**INSTRUCTIONS FOR THE TASK:** Continue the passage on solar and lunar eclipses, starting right after its final sentence.

Solar And Lunar Eclipses

Context

Eclipses of the sun can only occur when the moon is near one of its two orbital nodes during the new moon phase. It is then possible for the Moon's penumbral, umbral, or antumbral shadows to sweep across Earth's surface thereby producing an eclipse. There are four types of solar eclipses: a partial eclipse, during which the moon's penumbral shadow traverses Earth and umbral and antumbral shadows completely miss Earth; an annular eclipse, during which the moon's antumbral shadow traverses Earth but does not completely cover the sun; a total eclipse, during which the moon's umbral shadow traverses Earth and completely covers the sun; and a hybrid eclipse, during which the moon's umbral and antumbral shadows traverse Earth and annular and total eclipses are visible in different locations. Earth will experience 11898 solar eclipses during the five millennium period -1999 to +3000 (2000 BCE to 3000 CE).

**SUPPLIED INFORMATION:**
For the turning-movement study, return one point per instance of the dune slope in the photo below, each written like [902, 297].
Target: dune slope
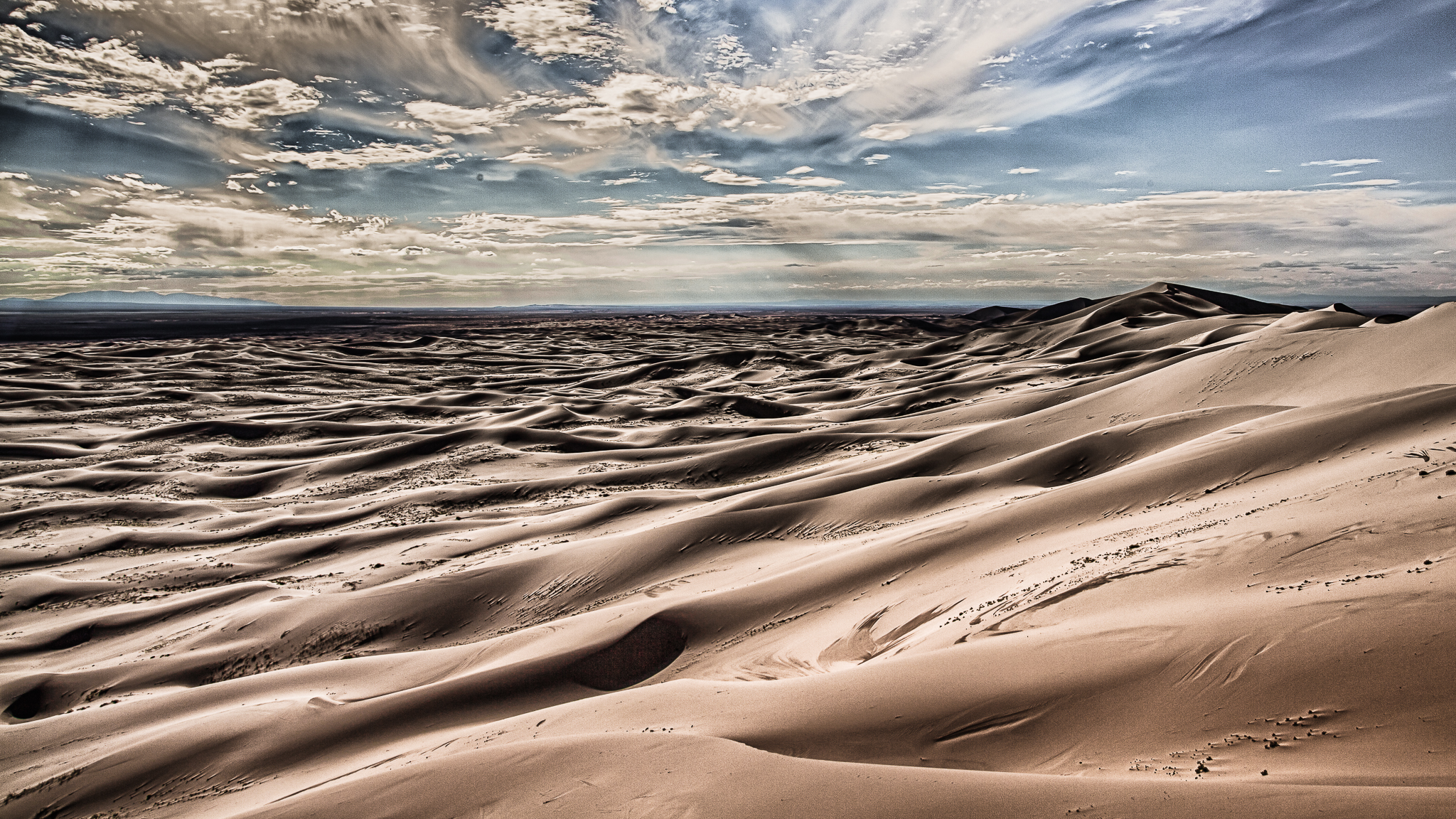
[1165, 554]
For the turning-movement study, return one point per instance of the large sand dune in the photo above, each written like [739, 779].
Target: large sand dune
[1167, 554]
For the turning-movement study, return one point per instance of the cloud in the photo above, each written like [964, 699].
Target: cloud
[638, 100]
[887, 132]
[348, 159]
[455, 120]
[808, 181]
[244, 107]
[216, 273]
[548, 28]
[529, 154]
[730, 178]
[1340, 162]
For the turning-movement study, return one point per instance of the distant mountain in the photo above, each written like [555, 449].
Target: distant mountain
[139, 299]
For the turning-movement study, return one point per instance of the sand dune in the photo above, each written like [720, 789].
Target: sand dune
[1167, 554]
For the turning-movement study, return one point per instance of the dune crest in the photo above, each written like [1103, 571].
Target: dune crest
[1172, 552]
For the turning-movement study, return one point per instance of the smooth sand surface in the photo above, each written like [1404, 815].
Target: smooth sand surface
[1165, 554]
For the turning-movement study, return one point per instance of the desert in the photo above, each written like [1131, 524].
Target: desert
[1169, 552]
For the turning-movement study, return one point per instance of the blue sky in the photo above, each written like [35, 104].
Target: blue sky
[508, 152]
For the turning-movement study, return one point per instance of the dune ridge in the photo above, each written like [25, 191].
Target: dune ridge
[1172, 552]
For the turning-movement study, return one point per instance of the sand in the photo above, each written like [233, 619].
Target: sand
[1167, 554]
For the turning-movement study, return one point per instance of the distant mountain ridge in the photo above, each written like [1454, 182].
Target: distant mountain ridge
[139, 299]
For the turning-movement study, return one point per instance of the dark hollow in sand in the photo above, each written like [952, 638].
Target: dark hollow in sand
[646, 651]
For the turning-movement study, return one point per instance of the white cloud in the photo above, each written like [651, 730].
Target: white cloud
[730, 178]
[887, 132]
[376, 154]
[529, 154]
[479, 120]
[1340, 162]
[640, 100]
[808, 181]
[548, 28]
[244, 107]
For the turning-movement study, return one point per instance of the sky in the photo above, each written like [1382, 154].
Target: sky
[675, 152]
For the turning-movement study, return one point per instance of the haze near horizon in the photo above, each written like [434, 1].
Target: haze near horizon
[468, 154]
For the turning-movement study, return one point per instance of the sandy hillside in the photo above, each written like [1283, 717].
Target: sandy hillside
[1167, 554]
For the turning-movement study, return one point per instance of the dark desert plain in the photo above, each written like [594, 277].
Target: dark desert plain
[1172, 552]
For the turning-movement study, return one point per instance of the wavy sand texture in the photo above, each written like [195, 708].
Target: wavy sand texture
[1167, 554]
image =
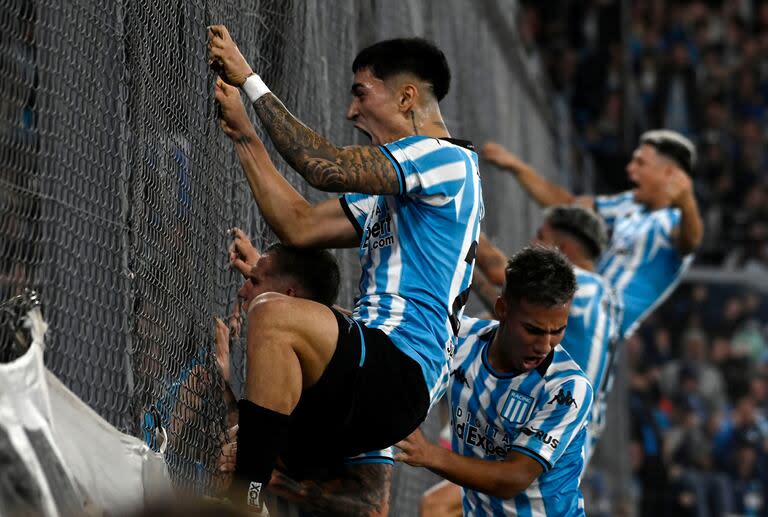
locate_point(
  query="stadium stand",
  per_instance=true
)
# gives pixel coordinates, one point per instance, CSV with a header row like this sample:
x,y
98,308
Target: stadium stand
x,y
117,188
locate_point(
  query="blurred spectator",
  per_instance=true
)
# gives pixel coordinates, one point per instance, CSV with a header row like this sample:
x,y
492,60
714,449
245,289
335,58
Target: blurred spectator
x,y
693,376
698,67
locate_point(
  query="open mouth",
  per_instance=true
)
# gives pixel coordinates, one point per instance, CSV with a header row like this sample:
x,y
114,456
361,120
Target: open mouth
x,y
363,131
532,361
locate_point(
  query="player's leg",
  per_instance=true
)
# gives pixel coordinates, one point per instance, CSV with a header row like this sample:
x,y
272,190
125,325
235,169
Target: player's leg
x,y
290,344
441,500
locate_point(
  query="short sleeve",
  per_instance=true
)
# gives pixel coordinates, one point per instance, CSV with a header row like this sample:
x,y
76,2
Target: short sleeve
x,y
561,412
430,169
665,221
385,456
610,208
357,207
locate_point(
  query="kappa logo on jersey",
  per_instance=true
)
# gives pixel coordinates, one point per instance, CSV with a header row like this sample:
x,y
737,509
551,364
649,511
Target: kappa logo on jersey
x,y
517,407
379,234
540,435
460,376
564,399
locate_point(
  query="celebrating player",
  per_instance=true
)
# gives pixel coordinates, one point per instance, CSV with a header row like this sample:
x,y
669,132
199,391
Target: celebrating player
x,y
371,378
519,403
655,228
361,486
595,316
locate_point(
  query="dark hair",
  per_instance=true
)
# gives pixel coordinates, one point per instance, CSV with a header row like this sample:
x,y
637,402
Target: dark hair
x,y
673,146
540,275
413,55
582,224
315,269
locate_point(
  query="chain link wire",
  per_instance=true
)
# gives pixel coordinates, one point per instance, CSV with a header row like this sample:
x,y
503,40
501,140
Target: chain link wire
x,y
117,187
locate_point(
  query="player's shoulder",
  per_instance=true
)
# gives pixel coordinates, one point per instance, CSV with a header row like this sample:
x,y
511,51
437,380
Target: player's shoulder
x,y
585,278
564,370
418,147
475,327
473,332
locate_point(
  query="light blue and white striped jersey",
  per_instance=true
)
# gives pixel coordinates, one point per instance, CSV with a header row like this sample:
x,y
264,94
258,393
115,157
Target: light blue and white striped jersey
x,y
641,261
417,249
591,339
541,413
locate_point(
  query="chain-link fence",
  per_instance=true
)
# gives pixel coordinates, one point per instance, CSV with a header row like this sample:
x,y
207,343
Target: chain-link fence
x,y
117,187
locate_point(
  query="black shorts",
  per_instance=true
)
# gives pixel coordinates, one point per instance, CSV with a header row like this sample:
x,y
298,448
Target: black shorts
x,y
370,396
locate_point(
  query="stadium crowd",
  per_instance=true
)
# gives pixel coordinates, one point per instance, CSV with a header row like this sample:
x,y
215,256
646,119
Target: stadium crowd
x,y
699,364
699,404
696,67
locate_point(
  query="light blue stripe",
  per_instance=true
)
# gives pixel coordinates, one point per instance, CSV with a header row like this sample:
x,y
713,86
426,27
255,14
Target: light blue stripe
x,y
362,344
367,461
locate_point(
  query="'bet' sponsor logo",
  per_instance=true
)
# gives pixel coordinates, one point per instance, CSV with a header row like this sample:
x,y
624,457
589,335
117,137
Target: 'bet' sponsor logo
x,y
379,234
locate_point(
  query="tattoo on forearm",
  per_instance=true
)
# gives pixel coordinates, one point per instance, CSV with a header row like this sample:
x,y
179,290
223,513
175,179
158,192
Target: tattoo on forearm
x,y
323,165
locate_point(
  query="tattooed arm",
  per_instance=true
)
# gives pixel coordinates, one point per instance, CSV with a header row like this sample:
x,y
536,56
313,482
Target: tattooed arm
x,y
486,291
362,492
362,169
294,220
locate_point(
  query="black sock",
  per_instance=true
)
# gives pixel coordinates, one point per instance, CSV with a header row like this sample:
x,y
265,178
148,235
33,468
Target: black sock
x,y
259,439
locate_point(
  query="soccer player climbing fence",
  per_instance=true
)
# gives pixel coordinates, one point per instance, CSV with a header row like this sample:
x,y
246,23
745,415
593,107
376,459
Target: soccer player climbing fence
x,y
117,188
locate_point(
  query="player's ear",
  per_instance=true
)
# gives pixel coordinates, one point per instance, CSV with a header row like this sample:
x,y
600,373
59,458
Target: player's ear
x,y
500,309
408,95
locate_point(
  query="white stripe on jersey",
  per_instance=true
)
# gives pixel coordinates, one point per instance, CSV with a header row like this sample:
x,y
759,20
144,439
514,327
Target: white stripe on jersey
x,y
480,400
416,150
641,262
413,251
443,174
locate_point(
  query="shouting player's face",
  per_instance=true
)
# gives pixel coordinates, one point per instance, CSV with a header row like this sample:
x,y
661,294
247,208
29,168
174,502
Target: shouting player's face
x,y
529,332
374,108
647,170
263,278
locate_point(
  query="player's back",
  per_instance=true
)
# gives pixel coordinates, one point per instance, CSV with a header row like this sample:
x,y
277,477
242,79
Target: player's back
x,y
641,261
592,338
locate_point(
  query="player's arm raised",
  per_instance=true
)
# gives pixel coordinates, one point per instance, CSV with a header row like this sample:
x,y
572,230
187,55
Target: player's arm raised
x,y
325,166
491,260
543,191
688,233
295,221
363,491
503,479
485,290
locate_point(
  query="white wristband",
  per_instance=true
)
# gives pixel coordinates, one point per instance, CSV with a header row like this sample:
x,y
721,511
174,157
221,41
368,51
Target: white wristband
x,y
254,87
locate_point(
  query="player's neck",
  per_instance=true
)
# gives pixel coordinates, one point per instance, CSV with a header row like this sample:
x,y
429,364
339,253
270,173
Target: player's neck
x,y
583,263
497,358
428,121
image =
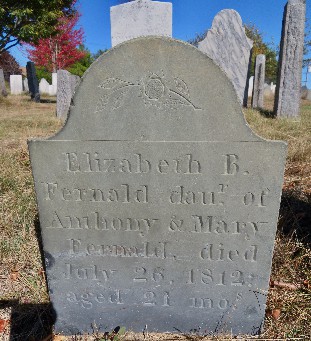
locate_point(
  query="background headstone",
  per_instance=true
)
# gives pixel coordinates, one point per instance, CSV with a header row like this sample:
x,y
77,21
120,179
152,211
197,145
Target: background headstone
x,y
259,81
16,84
227,44
140,230
140,18
33,84
66,85
44,86
250,86
287,96
3,91
25,85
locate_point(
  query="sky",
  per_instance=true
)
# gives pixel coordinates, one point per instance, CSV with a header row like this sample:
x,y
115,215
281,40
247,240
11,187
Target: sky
x,y
190,17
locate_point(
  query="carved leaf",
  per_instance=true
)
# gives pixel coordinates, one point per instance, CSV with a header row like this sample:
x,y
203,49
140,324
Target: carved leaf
x,y
103,101
117,98
181,87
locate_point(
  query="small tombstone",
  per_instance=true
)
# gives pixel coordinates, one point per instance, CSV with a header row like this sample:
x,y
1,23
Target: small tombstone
x,y
250,86
259,81
66,85
156,207
33,84
140,18
227,44
16,84
287,96
3,91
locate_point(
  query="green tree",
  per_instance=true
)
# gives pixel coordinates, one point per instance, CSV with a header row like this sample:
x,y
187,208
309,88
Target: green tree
x,y
30,20
260,47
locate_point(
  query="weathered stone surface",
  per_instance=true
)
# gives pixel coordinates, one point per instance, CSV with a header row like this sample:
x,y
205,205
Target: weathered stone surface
x,y
3,91
155,204
287,96
33,84
25,85
16,84
66,85
227,44
140,18
259,81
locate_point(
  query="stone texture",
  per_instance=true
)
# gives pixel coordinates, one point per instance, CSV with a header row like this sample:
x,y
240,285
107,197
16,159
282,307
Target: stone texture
x,y
44,86
250,86
33,84
66,85
3,91
287,96
155,204
259,81
16,84
227,44
140,18
25,85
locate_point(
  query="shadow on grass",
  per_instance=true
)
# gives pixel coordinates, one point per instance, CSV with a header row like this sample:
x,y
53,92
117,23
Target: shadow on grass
x,y
29,322
295,216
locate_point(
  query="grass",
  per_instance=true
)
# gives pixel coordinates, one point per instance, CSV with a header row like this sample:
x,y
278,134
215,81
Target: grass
x,y
22,279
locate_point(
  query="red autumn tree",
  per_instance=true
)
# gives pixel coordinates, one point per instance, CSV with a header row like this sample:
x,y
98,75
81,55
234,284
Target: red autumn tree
x,y
61,50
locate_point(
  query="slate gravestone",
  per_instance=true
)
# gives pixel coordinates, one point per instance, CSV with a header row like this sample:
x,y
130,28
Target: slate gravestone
x,y
16,84
227,44
66,85
259,81
287,95
33,84
140,18
158,205
3,91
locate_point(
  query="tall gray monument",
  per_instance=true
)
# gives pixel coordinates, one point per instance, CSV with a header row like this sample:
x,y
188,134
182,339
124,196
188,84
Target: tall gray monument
x,y
155,204
33,84
287,95
227,44
259,81
3,91
140,18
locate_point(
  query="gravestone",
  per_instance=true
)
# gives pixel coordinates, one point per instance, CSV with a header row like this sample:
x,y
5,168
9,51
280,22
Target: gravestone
x,y
227,44
16,84
66,85
140,18
33,84
250,86
259,81
156,208
3,91
25,85
44,86
287,95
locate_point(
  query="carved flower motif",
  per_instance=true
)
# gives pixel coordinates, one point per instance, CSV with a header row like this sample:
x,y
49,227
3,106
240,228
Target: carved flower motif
x,y
154,87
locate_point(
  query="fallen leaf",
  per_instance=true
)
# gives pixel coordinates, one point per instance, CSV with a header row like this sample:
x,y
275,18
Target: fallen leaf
x,y
3,325
14,275
276,313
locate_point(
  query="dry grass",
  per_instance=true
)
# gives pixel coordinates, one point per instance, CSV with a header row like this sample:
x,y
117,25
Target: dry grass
x,y
22,281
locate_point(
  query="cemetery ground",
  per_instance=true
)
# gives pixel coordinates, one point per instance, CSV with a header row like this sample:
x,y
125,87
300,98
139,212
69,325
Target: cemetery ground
x,y
25,312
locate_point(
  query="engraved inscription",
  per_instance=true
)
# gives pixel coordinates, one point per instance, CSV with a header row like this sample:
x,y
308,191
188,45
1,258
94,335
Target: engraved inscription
x,y
97,162
144,250
87,300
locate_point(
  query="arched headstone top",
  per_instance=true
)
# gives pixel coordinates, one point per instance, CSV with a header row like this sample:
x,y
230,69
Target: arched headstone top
x,y
155,89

**TASK ANSWER:**
Eclipses of the moon can occur when the moon is near one of its two orbital nodes during the full moon phase. It is then possible for the moon to pass through Earth's penumbral or umbral shadows thereby producing an eclipse. There are three types of lunar eclipses: a penumbral eclipse, during which the moon traverses Earth's penumbral shadow but misses its umbral shadow; a partial eclipse, during which the moon traverses Earth's penumbral and umbral shadows; and a total eclipse, during which the moon traverses Earth's penumbral and umbral shadows and passes completely into Earth's umbra. Earth will experience 12064 lunar eclipses during the five millennium period -1999 to +3000 (2000 BCE to 3000 CE).

Acknowledgements

Lunar eclipse predictions were produced by Fred Espenak from NASA's Goddard Space Flight Center.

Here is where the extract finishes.